#### Short exercise:
Arrange the part of the entries that opens with the line containing "Trace the outline of every instance of the bicep." and closes with the line containing "Give the mask of the bicep." as a JSON list of strings, one string per line, with both of those lines included and any blank lines left out.

#### Provided information:
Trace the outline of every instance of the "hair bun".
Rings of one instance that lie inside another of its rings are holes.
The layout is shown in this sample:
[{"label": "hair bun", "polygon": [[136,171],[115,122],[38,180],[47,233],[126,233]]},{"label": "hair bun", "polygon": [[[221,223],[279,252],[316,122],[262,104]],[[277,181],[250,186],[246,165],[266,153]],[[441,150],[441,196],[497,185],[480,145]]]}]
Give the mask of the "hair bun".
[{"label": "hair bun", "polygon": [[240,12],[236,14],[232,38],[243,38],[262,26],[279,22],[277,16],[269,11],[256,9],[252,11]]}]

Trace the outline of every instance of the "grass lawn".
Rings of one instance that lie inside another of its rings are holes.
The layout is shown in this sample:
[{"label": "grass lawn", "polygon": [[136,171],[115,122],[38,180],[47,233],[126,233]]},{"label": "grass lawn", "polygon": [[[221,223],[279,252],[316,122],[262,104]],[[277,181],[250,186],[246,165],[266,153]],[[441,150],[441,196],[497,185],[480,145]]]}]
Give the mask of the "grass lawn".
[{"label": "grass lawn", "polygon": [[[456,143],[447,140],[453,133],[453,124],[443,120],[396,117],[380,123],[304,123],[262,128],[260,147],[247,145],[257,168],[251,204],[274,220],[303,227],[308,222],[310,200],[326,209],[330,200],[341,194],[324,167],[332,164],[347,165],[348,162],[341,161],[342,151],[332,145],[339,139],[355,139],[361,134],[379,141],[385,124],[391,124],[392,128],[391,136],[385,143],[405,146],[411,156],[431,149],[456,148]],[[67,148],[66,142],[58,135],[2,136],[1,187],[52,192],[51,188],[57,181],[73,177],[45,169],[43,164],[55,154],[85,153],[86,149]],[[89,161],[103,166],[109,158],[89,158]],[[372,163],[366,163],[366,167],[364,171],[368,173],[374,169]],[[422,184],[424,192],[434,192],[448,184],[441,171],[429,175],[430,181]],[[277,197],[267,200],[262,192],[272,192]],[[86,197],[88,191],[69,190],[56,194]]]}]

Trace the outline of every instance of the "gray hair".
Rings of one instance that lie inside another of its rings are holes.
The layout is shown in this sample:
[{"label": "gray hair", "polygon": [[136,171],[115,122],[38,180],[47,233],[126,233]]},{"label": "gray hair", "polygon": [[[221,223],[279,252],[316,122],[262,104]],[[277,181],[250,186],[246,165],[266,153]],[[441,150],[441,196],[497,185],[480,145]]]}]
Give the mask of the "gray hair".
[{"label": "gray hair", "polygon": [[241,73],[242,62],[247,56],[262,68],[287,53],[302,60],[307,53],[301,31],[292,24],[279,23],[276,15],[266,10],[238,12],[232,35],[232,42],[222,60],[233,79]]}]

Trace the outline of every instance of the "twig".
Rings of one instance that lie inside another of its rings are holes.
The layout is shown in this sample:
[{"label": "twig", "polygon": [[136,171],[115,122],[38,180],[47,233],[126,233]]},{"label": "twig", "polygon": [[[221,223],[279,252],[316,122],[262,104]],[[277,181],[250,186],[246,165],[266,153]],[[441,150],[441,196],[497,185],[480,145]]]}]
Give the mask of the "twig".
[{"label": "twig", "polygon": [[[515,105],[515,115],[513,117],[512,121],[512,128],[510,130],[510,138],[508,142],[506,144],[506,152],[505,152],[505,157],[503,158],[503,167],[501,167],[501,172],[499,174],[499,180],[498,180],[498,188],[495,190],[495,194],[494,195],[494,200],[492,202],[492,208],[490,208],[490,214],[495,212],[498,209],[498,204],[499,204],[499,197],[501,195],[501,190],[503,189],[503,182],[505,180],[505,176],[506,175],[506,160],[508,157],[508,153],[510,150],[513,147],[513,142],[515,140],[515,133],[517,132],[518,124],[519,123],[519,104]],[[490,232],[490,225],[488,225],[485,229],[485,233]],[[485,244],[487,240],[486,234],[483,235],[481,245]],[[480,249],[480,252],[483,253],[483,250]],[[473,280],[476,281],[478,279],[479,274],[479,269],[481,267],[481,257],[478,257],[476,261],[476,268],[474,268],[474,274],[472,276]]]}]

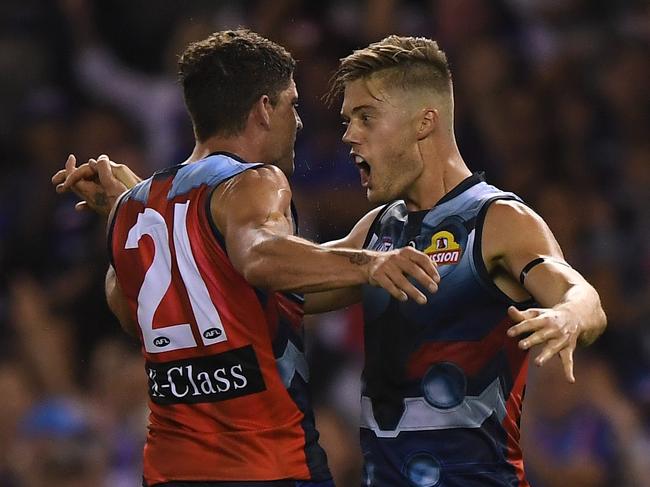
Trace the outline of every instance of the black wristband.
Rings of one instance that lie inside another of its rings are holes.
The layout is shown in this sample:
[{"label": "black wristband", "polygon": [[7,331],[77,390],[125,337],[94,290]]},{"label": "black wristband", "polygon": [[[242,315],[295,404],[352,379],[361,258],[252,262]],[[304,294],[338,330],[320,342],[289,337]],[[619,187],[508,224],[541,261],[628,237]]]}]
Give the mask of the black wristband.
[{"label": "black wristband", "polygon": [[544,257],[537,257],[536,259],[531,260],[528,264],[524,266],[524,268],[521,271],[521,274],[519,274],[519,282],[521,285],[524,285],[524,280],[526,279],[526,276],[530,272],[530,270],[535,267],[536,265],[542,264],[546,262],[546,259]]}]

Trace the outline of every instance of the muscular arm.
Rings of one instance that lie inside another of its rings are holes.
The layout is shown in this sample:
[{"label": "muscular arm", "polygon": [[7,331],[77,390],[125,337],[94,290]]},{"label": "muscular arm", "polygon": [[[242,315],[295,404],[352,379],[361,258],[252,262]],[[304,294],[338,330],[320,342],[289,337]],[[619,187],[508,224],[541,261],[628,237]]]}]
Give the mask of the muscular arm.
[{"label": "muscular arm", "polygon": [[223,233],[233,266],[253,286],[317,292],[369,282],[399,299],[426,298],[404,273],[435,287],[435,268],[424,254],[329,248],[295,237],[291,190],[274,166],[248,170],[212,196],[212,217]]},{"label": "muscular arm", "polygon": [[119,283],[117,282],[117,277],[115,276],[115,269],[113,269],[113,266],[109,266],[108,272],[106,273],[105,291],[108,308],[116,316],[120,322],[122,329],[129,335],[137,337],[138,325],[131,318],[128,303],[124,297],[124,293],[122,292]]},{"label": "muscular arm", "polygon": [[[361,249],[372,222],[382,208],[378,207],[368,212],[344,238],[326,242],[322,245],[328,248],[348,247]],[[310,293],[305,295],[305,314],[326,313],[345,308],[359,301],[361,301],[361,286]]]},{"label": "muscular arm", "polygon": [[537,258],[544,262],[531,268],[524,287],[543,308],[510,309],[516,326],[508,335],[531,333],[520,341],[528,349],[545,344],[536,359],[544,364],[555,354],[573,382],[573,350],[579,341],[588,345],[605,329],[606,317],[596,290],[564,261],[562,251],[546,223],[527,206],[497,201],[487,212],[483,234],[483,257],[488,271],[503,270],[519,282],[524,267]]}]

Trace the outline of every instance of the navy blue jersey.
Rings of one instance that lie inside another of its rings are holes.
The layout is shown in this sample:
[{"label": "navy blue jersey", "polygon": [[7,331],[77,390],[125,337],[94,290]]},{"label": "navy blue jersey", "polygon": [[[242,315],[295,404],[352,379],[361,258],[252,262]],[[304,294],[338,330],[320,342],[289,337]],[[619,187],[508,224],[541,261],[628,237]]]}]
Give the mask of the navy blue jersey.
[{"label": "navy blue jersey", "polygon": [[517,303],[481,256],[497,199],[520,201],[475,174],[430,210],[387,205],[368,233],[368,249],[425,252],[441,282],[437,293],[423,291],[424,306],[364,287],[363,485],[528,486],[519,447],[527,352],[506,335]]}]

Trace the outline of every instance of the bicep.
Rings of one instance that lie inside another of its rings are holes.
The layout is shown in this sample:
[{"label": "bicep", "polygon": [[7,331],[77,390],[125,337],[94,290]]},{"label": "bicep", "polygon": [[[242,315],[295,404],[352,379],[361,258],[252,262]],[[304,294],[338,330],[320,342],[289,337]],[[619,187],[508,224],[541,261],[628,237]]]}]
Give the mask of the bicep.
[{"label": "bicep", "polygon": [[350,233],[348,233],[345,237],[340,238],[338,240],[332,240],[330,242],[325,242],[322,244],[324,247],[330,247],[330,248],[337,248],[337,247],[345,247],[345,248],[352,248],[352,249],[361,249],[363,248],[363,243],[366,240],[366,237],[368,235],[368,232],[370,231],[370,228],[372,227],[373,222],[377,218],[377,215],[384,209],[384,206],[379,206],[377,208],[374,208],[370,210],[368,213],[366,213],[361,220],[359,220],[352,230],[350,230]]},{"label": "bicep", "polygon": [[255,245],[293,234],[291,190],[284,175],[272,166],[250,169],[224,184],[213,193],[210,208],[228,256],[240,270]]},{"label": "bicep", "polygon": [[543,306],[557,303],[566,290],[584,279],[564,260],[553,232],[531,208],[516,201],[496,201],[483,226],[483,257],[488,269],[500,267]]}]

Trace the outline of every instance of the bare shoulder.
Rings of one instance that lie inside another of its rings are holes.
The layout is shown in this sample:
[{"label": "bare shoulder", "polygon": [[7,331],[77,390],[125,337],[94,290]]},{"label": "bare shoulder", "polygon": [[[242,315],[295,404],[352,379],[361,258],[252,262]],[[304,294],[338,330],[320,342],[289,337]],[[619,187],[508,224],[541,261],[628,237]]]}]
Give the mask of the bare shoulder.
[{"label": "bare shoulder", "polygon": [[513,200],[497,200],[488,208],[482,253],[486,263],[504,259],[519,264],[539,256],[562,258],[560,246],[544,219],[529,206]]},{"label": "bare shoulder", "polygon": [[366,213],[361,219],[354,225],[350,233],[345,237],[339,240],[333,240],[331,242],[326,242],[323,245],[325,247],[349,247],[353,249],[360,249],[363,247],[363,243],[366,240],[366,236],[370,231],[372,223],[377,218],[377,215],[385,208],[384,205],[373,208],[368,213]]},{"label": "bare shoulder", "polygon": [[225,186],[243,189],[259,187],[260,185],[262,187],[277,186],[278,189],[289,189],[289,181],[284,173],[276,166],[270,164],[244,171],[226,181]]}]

#### The result:
[
  "Trace the outline of every instance of the bicep.",
  "Rings of one instance that lie inside another of its rings are holes.",
  "The layout is shown in this sample:",
  "[{\"label\": \"bicep\", \"polygon\": [[7,331],[77,390],[125,337],[94,290]]},{\"label\": \"bicep\", \"polygon\": [[[242,315],[295,404],[352,379],[361,258],[252,262]],[[304,294],[338,330],[320,342],[289,337]],[[619,187],[508,224],[541,261],[628,237]]]}]",
  "Give the mask of the bicep."
]